CHALLENGES
(a) In the article on Australian tourism figures, which state was the only strong backpacker market?
(b) Carry on the article on Australian tourism figures from its last sentence.

DOCUMENT TEXT
*-*-*

The latest International Visitor Survey (IVS) figures released today highlight a continuing strong performance by the Australian tourism industry, with 10% growth in visitor arrivals to 7.2 million and record expenditure of $38 billion (+14%) in the 2015-16 year, compared to the year before.
The only sector to have gone backwards is the backpacker sector, which saw a 7% reduction in visitor nights in 2015-16, and a 1% reduction in expenditure over the year, reinforcing a long term negative trend
Marginal gains in expenditure in NSW and Victoria could not offset major losses in Western Australia (-6.08%), Queensland (-5.06%), South Australia (-19.64%) and Northern Territory (-10.61%).
Tasmania was the only strong backpacker market up 13.51%, although visitor nights in Hobart declined -12.15%.
“The Government deserves great praise for encouraging and promoting Australia’s outstanding tourism growth in the past two years,” said Tourism Accommodation Australia CEO, Carol Giuseppi.

*-*-*

RECORD EXCERPTS

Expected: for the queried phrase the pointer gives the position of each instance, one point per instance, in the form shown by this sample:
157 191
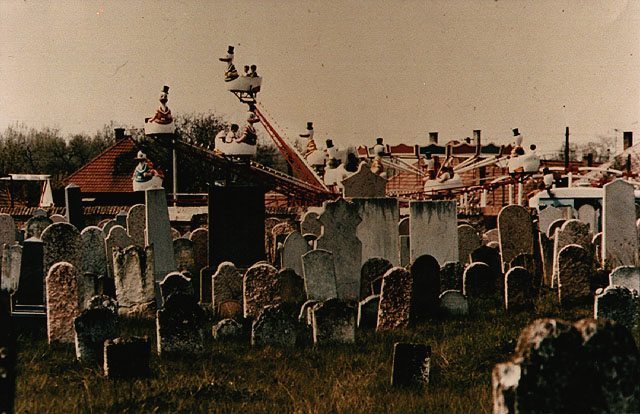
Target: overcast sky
358 69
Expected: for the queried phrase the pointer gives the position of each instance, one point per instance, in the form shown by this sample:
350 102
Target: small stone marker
333 321
127 357
411 365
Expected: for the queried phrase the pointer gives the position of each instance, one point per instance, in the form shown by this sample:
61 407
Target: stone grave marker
62 301
319 275
619 236
411 365
333 321
429 221
340 220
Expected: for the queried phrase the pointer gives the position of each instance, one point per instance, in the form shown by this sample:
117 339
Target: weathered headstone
378 230
340 220
395 300
127 357
136 224
434 230
468 241
294 247
411 365
516 233
619 236
319 275
62 301
619 304
574 272
158 233
179 325
333 321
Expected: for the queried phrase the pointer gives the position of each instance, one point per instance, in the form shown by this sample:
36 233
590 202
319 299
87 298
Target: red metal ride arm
300 168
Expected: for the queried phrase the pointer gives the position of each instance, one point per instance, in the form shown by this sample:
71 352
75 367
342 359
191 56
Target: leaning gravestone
134 280
411 365
179 326
429 221
319 275
61 243
378 230
136 222
395 300
468 241
574 272
36 225
93 326
294 247
340 220
94 259
619 236
333 321
619 304
62 302
516 233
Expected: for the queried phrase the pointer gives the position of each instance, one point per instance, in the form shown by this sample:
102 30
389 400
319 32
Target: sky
357 69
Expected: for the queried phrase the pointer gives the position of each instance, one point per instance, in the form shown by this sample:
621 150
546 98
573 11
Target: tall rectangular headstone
619 237
158 233
433 228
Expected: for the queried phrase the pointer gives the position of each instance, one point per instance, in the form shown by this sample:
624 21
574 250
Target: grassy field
239 378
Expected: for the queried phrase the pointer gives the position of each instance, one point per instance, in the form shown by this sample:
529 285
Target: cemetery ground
236 377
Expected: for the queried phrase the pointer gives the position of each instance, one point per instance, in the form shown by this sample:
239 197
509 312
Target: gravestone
179 325
319 275
136 224
518 289
226 285
31 285
127 357
454 303
429 222
479 281
260 289
395 300
73 203
134 280
158 233
116 238
574 272
333 321
371 276
62 301
619 304
378 230
36 225
468 241
627 276
92 327
425 278
94 259
364 183
275 326
294 247
619 236
340 220
11 260
411 365
368 312
61 243
516 233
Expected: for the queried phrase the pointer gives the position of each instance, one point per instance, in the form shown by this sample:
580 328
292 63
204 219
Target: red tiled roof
110 171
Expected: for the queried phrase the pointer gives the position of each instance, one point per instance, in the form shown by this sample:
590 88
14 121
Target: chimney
627 139
119 133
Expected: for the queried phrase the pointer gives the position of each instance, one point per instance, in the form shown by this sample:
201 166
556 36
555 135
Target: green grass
239 378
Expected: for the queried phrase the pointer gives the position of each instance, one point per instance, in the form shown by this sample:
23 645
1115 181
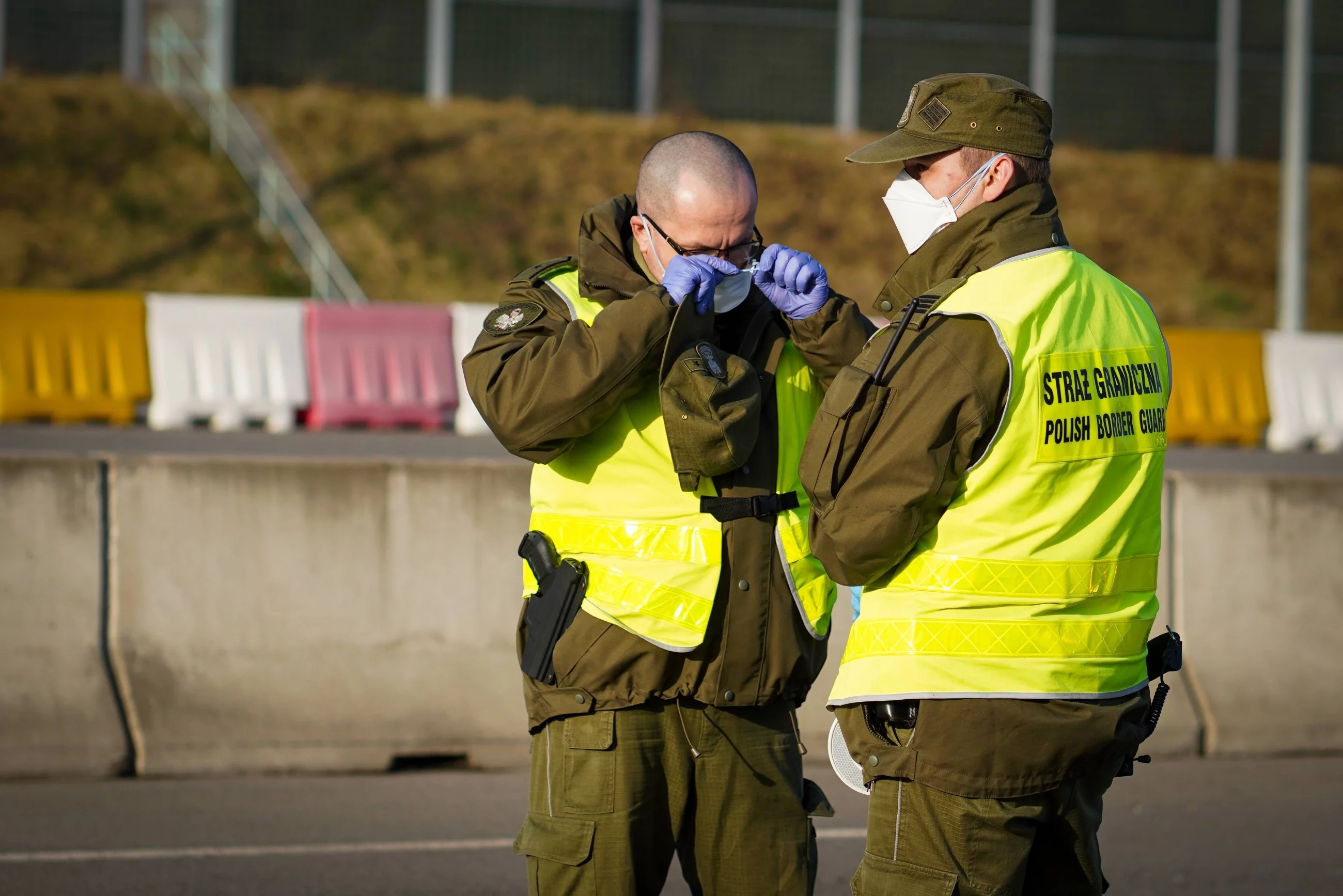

*-*-*

ANSWERS BELOW
(a) Tasmania, up 13.51%.

(b)
“However, the spectre of the backpacker tax has clearly had an impact on backpacker numbers, as it is the only sector that has declined.
“Backpacker visitor nights are down particularly in Queensland, Western Australia and, the Northern Territory – the areas that most need backpackers for seasonal agriculture and tourism jobs.
“TAA has made submissions to the Federal Government arguing that the tax hike would provide a major disincentive to working holiday makers, and particularly backpackers, at a time when the industry was already experiencing shortages, particularly in regional and remote areas.
“We hope the current Government review will take into account the latest statistics, as clearly many areas are experiencing serious declines in backpacker numbers.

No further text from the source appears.